— start Input records —
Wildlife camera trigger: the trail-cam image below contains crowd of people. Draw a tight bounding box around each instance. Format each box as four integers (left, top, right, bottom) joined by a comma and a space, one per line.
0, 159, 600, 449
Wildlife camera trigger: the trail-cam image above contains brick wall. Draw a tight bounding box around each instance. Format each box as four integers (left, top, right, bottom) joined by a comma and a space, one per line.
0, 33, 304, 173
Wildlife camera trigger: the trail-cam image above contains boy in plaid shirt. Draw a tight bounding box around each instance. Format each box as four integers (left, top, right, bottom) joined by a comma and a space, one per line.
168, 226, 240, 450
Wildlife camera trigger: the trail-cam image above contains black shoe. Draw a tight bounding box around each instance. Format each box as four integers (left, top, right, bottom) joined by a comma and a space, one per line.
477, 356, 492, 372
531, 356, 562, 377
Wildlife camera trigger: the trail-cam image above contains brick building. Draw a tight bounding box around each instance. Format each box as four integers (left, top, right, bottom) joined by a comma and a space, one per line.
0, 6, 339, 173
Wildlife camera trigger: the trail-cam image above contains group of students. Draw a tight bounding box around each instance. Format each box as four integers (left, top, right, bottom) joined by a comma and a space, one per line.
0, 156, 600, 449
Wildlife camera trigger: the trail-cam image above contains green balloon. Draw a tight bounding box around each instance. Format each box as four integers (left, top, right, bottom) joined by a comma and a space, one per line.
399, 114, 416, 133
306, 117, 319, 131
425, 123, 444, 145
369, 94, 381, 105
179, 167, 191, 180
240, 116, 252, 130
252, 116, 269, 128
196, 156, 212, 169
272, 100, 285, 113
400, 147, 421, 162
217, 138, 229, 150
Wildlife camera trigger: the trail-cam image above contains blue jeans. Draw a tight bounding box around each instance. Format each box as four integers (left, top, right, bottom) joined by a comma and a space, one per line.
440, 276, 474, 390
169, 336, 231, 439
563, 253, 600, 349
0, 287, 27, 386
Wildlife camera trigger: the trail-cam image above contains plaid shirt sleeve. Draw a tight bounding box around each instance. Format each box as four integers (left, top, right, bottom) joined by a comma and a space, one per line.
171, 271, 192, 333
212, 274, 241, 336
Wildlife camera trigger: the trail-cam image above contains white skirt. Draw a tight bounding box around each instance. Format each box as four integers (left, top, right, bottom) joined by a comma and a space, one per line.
— end Input records —
Exercise brief
Number the rows above, one per line, leaving out any blank lines.

Right answer
1. Wildlife camera trigger: the trail-cam image below contains crowd of people. Draw a tight bounding box around each instance. Format each box as four integers (left, top, right, bottom) joined by a comma and a space, one per line.
2. 0, 159, 600, 449
3. Wildlife camera trigger: the trail-cam image above contains brick wall. Draw a tight bounding box around each instance. Format each box as four integers (left, top, right, bottom) joined by a comma and a space, one per line.
4. 0, 33, 304, 173
5. Wildlife camera trigger: the trail-cam image above contains boy in plaid shirt. Draw a tight bounding box around each instance. Format each box as four integers (left, top, right, bottom) joined by a comma and a space, one per line.
6. 168, 226, 240, 450
7. Wildlife camera trigger: the trail-cam image above contains black shoe. Draw a tight bounding box around each instance. Format each box as four integers (left, top, right, bottom) joined by a comma and a space, one per line.
8. 477, 356, 492, 372
9. 531, 356, 562, 377
10. Wildlife camera trigger: the trail-cam image above contains brick building. Draw a tight bounding box around each instance. Format each box as four integers (left, top, right, bottom) joined by a comma and a space, one per line.
11. 0, 6, 339, 173
12. Wildlife camera trigger: the trail-cam image above contains group of students. Draw a tight bounding box around each instance. Format each box as four integers (left, top, right, bottom) joined by a comma and a space, one per line.
13. 0, 156, 600, 449
14. Wildlife camera trigger: the trail-cam image above contains green balloon. Draw a tight bounding box around each instance. Format each box as four integers (left, top, right, bottom) joined by a comma and a space, one per line.
15. 399, 114, 416, 133
16. 306, 117, 319, 131
17. 425, 123, 444, 145
18. 369, 94, 381, 105
19. 179, 167, 191, 180
20. 240, 116, 252, 130
21. 252, 116, 269, 128
22. 196, 156, 212, 169
23. 272, 100, 285, 113
24. 400, 147, 421, 162
25. 217, 138, 229, 150
26. Wildlife camera trigger: the trail-cam image above contains blue jeans. Draw a tight bounding box around each instance. Format each box as four integers (left, top, right, bottom) joined by a comma and a space, one per line.
27. 440, 276, 474, 390
28. 169, 336, 231, 439
29. 563, 253, 600, 349
30. 0, 287, 27, 386
31. Wildlife camera trigger: the trail-cam image above contains plaid shirt sleeve. Draw a tight bounding box around each instance. Format each box as four integers (left, top, right, bottom) joined by a comma and a space, one per line.
32. 171, 271, 192, 333
33. 212, 274, 241, 336
34. Wildlife camera trigger: the trail-cam image above contains white skirt. Draw a tight bounding box around each instance. Format each box as four integers (left, top, right, bottom) joined by a comma and a space, one per line.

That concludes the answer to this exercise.